## What the task asks
Copy out, exactly as given, every line from the line with "[indicate] the tan" to the end of the listing, both of those lines included.

## Information given
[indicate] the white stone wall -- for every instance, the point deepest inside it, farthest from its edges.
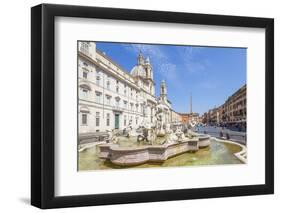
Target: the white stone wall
(94, 91)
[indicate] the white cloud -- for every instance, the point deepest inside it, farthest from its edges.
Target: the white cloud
(192, 60)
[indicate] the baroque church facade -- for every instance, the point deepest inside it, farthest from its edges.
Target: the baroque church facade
(109, 97)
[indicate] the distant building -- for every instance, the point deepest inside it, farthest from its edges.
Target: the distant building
(232, 112)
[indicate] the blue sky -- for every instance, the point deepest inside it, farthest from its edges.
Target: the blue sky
(210, 74)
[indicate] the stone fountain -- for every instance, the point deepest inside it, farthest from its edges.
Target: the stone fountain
(174, 143)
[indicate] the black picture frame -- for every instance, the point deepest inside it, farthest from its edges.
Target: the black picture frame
(43, 105)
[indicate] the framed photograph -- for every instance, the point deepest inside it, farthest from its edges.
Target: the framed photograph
(139, 106)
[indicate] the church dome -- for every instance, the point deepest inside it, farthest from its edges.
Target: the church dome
(138, 70)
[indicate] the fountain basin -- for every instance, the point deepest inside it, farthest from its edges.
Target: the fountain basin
(129, 156)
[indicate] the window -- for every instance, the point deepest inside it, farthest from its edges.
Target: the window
(108, 83)
(98, 78)
(117, 102)
(125, 121)
(97, 119)
(98, 97)
(85, 47)
(84, 93)
(108, 99)
(117, 86)
(125, 104)
(85, 74)
(107, 119)
(84, 119)
(125, 90)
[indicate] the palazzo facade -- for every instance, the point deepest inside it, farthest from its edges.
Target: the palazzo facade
(112, 98)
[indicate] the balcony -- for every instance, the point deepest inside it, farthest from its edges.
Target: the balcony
(117, 108)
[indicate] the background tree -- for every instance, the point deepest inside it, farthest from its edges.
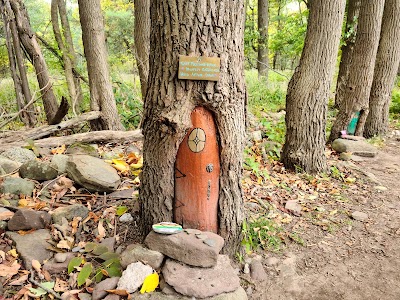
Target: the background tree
(306, 100)
(349, 38)
(356, 94)
(387, 58)
(263, 59)
(142, 41)
(101, 93)
(213, 28)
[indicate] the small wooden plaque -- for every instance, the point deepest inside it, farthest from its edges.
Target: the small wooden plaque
(199, 68)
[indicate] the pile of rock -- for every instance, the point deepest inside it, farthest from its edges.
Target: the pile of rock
(193, 266)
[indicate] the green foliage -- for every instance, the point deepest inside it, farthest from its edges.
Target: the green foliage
(261, 233)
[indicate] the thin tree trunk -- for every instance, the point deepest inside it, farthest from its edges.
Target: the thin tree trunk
(353, 11)
(387, 58)
(94, 42)
(361, 74)
(64, 54)
(28, 39)
(263, 60)
(71, 54)
(142, 41)
(213, 29)
(308, 90)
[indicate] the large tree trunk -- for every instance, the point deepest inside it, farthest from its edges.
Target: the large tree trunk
(214, 29)
(16, 58)
(361, 74)
(263, 60)
(142, 41)
(94, 43)
(66, 58)
(28, 40)
(353, 11)
(387, 58)
(71, 54)
(307, 96)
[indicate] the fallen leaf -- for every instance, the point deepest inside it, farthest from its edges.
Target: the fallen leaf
(9, 271)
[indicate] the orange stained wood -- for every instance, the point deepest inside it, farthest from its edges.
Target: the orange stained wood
(197, 171)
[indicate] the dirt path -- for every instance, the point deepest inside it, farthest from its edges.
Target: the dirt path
(359, 261)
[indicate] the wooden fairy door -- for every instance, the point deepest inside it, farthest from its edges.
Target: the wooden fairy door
(197, 170)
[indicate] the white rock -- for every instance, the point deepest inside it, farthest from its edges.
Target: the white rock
(133, 277)
(126, 218)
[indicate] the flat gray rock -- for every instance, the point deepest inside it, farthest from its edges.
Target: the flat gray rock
(186, 248)
(19, 154)
(26, 219)
(17, 186)
(360, 148)
(8, 165)
(60, 161)
(69, 213)
(38, 170)
(93, 173)
(136, 252)
(32, 246)
(201, 282)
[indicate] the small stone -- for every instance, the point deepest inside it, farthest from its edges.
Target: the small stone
(19, 154)
(271, 261)
(201, 282)
(126, 218)
(257, 271)
(17, 186)
(32, 246)
(345, 156)
(186, 247)
(293, 206)
(359, 216)
(380, 188)
(133, 277)
(136, 252)
(69, 213)
(99, 291)
(246, 268)
(60, 257)
(202, 237)
(210, 242)
(38, 170)
(27, 219)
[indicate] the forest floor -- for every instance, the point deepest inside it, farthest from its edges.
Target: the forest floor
(351, 259)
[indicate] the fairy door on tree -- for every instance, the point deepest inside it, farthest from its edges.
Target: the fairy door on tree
(197, 170)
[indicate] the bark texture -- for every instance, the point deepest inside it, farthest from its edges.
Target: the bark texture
(387, 58)
(206, 28)
(28, 40)
(263, 61)
(307, 96)
(353, 11)
(142, 41)
(361, 74)
(94, 43)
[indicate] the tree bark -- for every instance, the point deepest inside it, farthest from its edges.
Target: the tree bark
(64, 54)
(263, 59)
(16, 51)
(28, 40)
(307, 96)
(94, 43)
(353, 11)
(142, 41)
(70, 51)
(214, 29)
(387, 58)
(356, 94)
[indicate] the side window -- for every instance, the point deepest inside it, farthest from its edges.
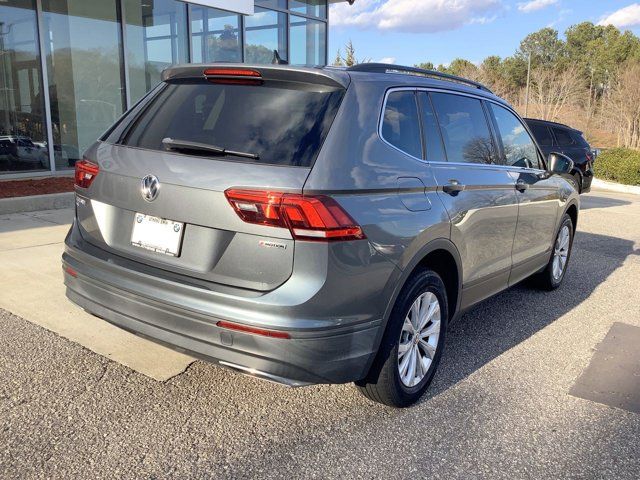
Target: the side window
(578, 139)
(401, 126)
(563, 137)
(464, 128)
(542, 134)
(519, 148)
(430, 130)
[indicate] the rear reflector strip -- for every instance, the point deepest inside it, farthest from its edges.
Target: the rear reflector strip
(255, 331)
(71, 271)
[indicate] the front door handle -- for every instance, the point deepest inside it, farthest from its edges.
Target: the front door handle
(453, 187)
(522, 186)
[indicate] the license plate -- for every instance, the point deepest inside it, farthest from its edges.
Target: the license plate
(157, 234)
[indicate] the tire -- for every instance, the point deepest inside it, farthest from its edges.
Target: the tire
(578, 181)
(385, 384)
(549, 279)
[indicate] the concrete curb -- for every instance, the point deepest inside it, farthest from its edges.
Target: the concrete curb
(614, 187)
(36, 202)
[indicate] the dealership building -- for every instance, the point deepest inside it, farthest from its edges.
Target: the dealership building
(70, 68)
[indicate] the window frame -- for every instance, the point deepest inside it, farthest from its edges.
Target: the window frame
(500, 143)
(418, 111)
(488, 114)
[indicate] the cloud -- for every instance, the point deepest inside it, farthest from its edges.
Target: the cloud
(414, 16)
(623, 18)
(534, 5)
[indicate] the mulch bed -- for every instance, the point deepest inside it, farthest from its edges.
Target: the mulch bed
(25, 188)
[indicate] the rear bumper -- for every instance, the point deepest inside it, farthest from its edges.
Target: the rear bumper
(330, 354)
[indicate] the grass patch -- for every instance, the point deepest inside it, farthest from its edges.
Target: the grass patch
(620, 165)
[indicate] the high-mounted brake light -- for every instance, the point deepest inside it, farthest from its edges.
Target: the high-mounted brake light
(256, 331)
(308, 217)
(232, 72)
(86, 172)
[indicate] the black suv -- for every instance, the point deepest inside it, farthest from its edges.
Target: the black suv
(557, 137)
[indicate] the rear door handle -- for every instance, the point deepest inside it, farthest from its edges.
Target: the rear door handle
(453, 187)
(522, 186)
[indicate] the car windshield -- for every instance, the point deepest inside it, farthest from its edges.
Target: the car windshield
(277, 123)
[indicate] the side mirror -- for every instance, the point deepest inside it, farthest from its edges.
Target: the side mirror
(559, 163)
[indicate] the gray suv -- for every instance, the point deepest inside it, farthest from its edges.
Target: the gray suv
(314, 225)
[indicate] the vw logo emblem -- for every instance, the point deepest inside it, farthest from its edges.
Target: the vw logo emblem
(150, 187)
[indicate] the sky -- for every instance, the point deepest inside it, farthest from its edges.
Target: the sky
(407, 32)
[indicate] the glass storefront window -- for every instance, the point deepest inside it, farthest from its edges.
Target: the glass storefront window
(317, 8)
(308, 41)
(215, 35)
(156, 34)
(84, 65)
(23, 144)
(265, 32)
(272, 3)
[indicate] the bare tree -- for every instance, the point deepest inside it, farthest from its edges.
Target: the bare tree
(554, 90)
(621, 108)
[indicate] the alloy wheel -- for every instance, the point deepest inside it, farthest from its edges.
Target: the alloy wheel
(419, 339)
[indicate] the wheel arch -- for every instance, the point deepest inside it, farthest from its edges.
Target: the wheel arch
(572, 211)
(440, 255)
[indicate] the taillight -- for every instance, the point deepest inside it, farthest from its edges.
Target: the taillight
(86, 172)
(308, 217)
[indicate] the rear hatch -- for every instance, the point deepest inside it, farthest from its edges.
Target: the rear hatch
(153, 189)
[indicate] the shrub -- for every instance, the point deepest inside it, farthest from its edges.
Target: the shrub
(619, 165)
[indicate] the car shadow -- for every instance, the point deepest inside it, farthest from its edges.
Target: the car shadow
(590, 201)
(477, 338)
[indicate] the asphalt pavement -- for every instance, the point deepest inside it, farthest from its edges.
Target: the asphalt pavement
(499, 406)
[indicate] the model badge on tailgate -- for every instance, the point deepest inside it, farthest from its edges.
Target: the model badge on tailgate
(264, 243)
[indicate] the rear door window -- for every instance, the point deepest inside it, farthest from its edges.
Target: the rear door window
(401, 125)
(579, 140)
(431, 130)
(518, 147)
(280, 123)
(562, 137)
(464, 127)
(542, 134)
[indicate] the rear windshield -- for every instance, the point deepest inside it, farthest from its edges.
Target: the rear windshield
(281, 123)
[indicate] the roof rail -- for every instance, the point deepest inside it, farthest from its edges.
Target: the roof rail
(389, 68)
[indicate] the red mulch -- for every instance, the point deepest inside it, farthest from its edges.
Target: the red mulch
(24, 188)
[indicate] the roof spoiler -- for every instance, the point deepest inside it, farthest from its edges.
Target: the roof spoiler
(319, 76)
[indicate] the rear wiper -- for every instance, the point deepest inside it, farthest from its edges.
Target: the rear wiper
(188, 146)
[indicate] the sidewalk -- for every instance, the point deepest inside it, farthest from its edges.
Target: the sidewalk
(30, 248)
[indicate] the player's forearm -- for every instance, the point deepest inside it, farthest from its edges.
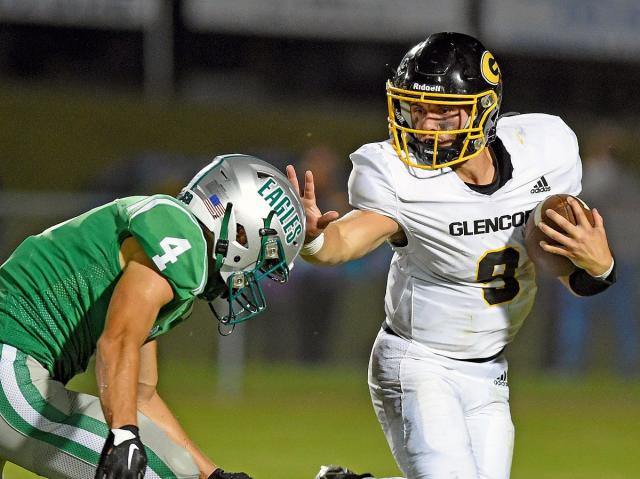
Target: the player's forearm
(340, 247)
(117, 367)
(157, 410)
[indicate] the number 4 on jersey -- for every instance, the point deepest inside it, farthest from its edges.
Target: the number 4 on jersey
(172, 248)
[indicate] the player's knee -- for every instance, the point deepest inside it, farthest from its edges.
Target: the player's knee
(179, 461)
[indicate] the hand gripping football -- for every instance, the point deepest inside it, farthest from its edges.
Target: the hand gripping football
(549, 263)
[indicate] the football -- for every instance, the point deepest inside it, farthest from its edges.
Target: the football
(548, 263)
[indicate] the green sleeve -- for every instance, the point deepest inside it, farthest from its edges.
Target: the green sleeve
(174, 241)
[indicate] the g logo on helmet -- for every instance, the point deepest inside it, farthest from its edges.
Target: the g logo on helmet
(489, 68)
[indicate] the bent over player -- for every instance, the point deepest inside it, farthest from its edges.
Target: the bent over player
(112, 280)
(450, 191)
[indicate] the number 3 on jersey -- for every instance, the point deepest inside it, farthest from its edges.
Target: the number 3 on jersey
(172, 248)
(499, 264)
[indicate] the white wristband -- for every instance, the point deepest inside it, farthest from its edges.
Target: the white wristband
(606, 274)
(313, 246)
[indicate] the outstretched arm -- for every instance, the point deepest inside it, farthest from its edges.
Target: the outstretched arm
(351, 237)
(151, 405)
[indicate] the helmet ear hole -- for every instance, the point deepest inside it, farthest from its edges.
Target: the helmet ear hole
(241, 235)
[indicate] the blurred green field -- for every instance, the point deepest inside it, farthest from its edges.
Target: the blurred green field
(290, 420)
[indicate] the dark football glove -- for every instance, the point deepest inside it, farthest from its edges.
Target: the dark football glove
(220, 474)
(123, 455)
(338, 472)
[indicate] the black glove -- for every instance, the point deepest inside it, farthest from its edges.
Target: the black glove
(123, 455)
(220, 474)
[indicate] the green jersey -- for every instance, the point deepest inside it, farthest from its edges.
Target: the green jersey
(56, 286)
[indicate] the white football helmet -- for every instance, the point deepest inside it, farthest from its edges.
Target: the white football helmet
(258, 227)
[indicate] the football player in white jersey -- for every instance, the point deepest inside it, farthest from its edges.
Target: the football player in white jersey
(450, 191)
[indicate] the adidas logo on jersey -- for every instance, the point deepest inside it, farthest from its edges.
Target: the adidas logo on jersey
(501, 380)
(541, 186)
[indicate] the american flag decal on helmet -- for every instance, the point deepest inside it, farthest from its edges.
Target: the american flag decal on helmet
(215, 207)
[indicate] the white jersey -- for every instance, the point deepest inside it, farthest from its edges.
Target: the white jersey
(463, 284)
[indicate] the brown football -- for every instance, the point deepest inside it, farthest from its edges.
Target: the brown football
(549, 263)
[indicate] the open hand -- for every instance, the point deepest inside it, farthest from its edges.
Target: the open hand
(316, 220)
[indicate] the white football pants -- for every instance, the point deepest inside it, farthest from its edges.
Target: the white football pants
(443, 418)
(59, 433)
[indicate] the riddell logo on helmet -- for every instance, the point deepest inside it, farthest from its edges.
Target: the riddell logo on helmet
(423, 87)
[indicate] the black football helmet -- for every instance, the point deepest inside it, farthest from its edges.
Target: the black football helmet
(446, 69)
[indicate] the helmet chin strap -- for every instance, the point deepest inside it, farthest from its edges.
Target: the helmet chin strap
(222, 244)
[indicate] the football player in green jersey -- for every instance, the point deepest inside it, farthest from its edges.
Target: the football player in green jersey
(109, 282)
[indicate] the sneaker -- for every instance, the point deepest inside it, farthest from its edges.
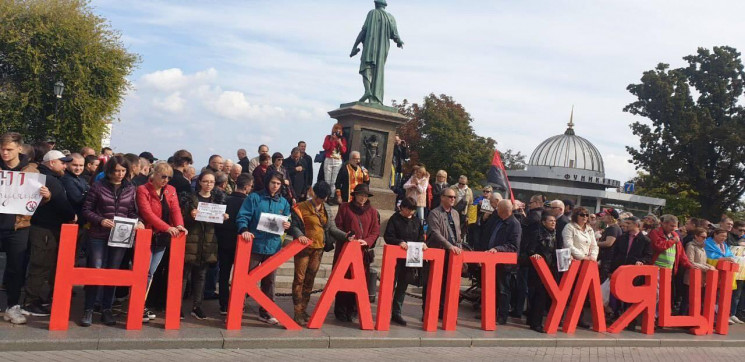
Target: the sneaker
(14, 315)
(150, 314)
(198, 313)
(107, 317)
(36, 310)
(269, 320)
(87, 318)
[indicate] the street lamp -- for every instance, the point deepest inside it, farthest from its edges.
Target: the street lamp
(59, 88)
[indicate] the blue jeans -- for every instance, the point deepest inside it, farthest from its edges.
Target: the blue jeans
(102, 256)
(736, 297)
(154, 262)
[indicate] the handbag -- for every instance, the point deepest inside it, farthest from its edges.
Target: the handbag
(161, 240)
(320, 157)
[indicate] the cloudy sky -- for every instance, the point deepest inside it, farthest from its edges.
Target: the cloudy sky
(219, 75)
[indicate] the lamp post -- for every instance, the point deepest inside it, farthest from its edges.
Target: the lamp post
(59, 88)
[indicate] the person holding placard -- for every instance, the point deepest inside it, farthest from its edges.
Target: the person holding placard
(113, 196)
(201, 243)
(404, 226)
(160, 211)
(310, 225)
(265, 244)
(363, 221)
(541, 244)
(14, 229)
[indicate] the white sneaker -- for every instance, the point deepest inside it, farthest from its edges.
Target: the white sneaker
(270, 320)
(14, 315)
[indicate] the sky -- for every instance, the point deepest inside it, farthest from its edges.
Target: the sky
(216, 76)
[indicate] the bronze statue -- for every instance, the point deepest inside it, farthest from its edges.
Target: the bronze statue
(379, 28)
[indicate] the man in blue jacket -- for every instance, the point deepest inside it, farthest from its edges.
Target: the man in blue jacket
(504, 234)
(265, 244)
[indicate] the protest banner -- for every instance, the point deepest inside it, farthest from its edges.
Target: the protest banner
(19, 192)
(212, 213)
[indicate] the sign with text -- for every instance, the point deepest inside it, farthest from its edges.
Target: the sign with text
(19, 192)
(214, 213)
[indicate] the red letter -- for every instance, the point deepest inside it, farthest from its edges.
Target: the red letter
(559, 293)
(68, 275)
(245, 283)
(175, 280)
(694, 319)
(642, 297)
(589, 278)
(727, 272)
(391, 254)
(350, 258)
(488, 263)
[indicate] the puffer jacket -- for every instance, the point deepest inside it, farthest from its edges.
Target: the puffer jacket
(248, 220)
(102, 202)
(201, 242)
(17, 222)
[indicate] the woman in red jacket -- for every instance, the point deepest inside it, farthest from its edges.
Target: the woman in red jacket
(160, 211)
(334, 147)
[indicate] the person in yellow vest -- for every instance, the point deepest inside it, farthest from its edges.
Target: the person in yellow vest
(350, 175)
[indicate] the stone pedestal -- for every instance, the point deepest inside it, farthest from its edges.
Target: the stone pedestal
(371, 130)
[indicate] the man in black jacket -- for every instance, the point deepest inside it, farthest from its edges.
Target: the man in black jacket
(403, 227)
(530, 224)
(504, 234)
(45, 232)
(227, 234)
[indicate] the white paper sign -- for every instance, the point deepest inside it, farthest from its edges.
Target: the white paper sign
(486, 206)
(272, 223)
(213, 213)
(19, 192)
(563, 259)
(414, 255)
(123, 233)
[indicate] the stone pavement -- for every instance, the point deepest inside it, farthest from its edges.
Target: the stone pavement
(211, 334)
(573, 354)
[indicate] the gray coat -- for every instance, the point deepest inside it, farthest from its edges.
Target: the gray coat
(439, 229)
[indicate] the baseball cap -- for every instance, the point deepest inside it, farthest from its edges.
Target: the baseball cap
(148, 156)
(611, 212)
(56, 155)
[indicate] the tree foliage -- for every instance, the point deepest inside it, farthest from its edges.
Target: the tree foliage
(695, 134)
(441, 137)
(45, 41)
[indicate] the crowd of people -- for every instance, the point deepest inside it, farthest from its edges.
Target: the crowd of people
(92, 189)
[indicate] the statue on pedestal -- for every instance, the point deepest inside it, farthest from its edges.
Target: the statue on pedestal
(376, 33)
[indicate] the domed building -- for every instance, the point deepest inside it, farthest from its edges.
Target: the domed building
(567, 166)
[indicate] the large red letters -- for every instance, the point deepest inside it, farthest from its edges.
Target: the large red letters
(349, 259)
(391, 254)
(559, 293)
(245, 283)
(488, 263)
(68, 275)
(643, 297)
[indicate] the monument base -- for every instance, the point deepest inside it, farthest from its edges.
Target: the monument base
(370, 129)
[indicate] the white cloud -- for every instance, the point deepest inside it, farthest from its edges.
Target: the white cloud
(517, 67)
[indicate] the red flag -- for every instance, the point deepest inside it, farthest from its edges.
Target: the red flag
(497, 175)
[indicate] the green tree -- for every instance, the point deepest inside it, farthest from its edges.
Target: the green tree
(681, 199)
(46, 41)
(440, 136)
(513, 160)
(695, 134)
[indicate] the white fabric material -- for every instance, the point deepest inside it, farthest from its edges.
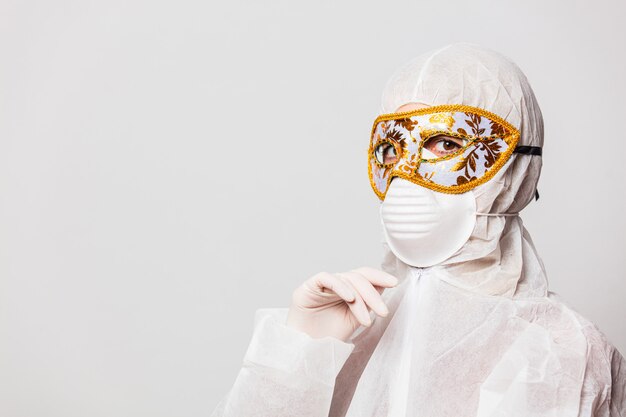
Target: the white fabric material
(424, 227)
(478, 334)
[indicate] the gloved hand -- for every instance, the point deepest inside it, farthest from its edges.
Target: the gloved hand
(337, 304)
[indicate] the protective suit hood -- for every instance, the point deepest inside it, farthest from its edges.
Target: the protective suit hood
(498, 258)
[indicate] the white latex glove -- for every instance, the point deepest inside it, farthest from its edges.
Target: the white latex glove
(337, 304)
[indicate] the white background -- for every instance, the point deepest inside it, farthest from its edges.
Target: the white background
(166, 168)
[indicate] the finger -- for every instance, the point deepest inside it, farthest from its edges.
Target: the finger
(367, 291)
(325, 280)
(377, 277)
(358, 307)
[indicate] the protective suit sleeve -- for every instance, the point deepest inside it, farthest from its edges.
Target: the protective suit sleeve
(285, 372)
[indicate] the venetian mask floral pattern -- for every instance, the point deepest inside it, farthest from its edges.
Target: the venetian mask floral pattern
(489, 143)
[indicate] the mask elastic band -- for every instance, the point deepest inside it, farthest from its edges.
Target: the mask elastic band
(528, 150)
(498, 214)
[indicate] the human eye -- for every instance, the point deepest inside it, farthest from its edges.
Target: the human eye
(385, 153)
(442, 145)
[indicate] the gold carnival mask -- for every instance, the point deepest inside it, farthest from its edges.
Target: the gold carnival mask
(449, 148)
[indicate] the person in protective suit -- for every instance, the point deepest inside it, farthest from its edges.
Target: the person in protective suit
(463, 321)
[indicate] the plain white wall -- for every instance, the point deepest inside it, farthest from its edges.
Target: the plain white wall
(166, 168)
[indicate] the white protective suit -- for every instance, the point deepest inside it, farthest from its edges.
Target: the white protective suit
(476, 335)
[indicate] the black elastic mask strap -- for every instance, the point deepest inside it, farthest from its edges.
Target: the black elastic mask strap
(528, 150)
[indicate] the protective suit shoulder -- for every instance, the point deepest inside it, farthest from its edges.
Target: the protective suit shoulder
(285, 372)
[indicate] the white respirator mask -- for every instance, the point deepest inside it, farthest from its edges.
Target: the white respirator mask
(424, 227)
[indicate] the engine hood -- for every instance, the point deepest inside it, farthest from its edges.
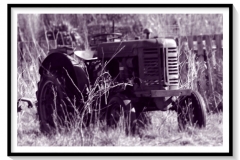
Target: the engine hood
(126, 48)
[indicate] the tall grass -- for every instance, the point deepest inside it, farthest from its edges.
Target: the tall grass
(163, 131)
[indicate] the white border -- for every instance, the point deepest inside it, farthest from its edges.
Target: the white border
(222, 149)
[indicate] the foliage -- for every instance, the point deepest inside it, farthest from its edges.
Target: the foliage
(31, 32)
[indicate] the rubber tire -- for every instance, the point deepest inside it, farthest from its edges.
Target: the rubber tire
(129, 114)
(196, 113)
(46, 120)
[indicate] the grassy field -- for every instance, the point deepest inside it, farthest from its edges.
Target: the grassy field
(163, 131)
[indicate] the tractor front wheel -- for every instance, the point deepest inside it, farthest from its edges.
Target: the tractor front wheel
(121, 113)
(191, 111)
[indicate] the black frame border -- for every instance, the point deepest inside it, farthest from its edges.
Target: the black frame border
(229, 6)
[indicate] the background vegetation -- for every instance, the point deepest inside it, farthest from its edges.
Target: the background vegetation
(163, 130)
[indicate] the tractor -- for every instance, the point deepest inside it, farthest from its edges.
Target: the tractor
(144, 71)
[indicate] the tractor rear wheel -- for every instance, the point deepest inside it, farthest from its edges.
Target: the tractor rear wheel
(191, 111)
(49, 96)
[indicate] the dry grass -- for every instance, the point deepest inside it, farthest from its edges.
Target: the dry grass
(162, 132)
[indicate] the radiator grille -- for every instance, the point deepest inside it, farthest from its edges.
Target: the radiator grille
(151, 66)
(172, 66)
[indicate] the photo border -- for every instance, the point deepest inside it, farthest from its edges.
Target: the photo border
(9, 25)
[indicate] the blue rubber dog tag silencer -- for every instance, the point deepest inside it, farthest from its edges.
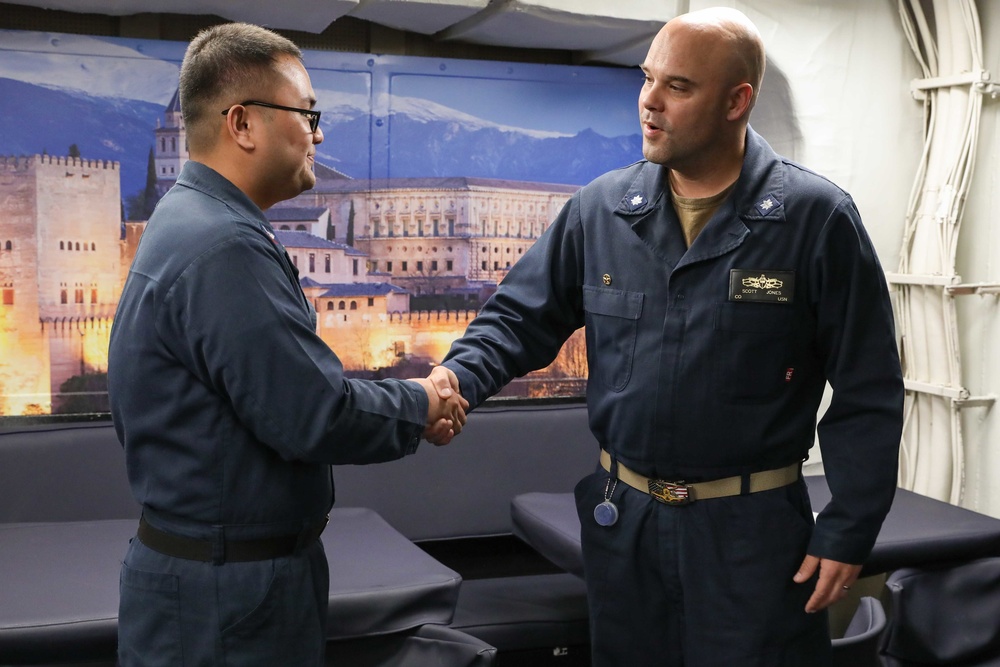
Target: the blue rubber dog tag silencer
(606, 514)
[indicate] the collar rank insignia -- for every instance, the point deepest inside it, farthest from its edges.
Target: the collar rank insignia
(767, 204)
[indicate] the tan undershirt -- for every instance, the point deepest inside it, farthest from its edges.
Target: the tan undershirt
(694, 213)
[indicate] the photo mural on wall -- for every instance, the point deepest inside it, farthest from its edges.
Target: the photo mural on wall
(434, 177)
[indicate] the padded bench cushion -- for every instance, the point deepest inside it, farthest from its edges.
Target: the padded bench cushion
(60, 584)
(63, 472)
(524, 612)
(549, 523)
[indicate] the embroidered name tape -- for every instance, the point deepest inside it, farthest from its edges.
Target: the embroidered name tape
(761, 285)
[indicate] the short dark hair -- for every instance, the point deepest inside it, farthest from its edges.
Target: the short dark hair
(224, 65)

## Reply
[indicate] the tan undershirt -- for every instance, the point deepest inside it, farthest from its edges.
Target: the tan undershirt
(694, 213)
[indicate] the photo mural on wall -- for every instance, the point deepest inside it, farthest from its edges.
Target: the photo mural on wall
(434, 177)
[indicate] the padded bench cushion -- for every instance, the point deepest inside it, farthest from its edges.
Target: the padded bench cushion
(60, 584)
(63, 472)
(524, 612)
(549, 523)
[indicate] the embroidered name tape -- for every instance, the point deepest inside it, farthest from its edges.
Target: the embroidered name tape
(761, 285)
[indicate] the short dark hair -- for every instance, the point deepest inside it, farthest from its edges.
Target: the short dark hair
(224, 65)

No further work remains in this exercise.